## TEXT SHOWN
* Begin *
My hunch is that the buildings are not historically valuable nor can they be refurbished economically. If there is a need for buildings in the park, invite a world-class architect to design a building that pushes the envelope for design and architectural beauty, a building that can be a proud emblem of Raleigh and the Triangle.

I’ve often joked that the prevailing architectural style in the Triangle is “low-bid,” with a few rare exceptions. PNC Arena, that green wedding cake seen from Wade Avenue, is a prime example.

Elegant architecture can change the perception of a city, for both residents and visitors. Dix Park could be the right place to assert a new style for the 21st-century Triangle.

Chris G. van Hasselt

Carrboro

‘What’s the rush?’

Regarding “Gerrymandered districts stay for 2018 election” (Sept. 5): How can an election using congressional districts that have been ruled unconstitutional possibly be legitimate? How can any representative elected in this way be considered a legal legislator? The decision to go forward in this manner just boggles the mind.
* End *
## WHAT THE TASK REQUIRES
In the letters shown above, which building does the Dix Park letter offer as a prime example of the Triangle's "low-bid" architectural style?

(Stored items)
* Begin *
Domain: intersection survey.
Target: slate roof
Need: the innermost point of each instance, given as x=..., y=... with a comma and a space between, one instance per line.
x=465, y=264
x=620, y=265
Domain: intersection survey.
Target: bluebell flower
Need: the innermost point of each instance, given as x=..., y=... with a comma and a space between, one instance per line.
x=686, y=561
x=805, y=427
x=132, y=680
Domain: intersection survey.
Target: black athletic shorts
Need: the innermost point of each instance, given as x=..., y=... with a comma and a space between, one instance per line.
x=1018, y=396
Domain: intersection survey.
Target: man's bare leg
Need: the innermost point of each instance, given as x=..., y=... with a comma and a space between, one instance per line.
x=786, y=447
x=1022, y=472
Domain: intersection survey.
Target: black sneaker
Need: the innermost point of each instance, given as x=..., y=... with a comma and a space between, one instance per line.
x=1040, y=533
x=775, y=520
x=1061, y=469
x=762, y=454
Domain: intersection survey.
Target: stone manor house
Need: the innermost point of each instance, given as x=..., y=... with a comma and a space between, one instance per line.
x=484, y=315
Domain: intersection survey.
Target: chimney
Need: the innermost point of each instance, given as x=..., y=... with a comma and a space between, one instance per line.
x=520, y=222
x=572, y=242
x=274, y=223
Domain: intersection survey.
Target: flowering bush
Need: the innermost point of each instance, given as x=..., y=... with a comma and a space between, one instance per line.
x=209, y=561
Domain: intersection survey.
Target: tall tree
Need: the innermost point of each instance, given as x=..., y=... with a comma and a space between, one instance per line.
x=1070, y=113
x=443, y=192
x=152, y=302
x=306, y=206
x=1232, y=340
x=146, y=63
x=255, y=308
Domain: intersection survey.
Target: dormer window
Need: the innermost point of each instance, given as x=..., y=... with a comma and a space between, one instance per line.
* End *
## TASK RESULT
PNC Arena, which the letter calls "that green wedding cake seen from Wade Avenue."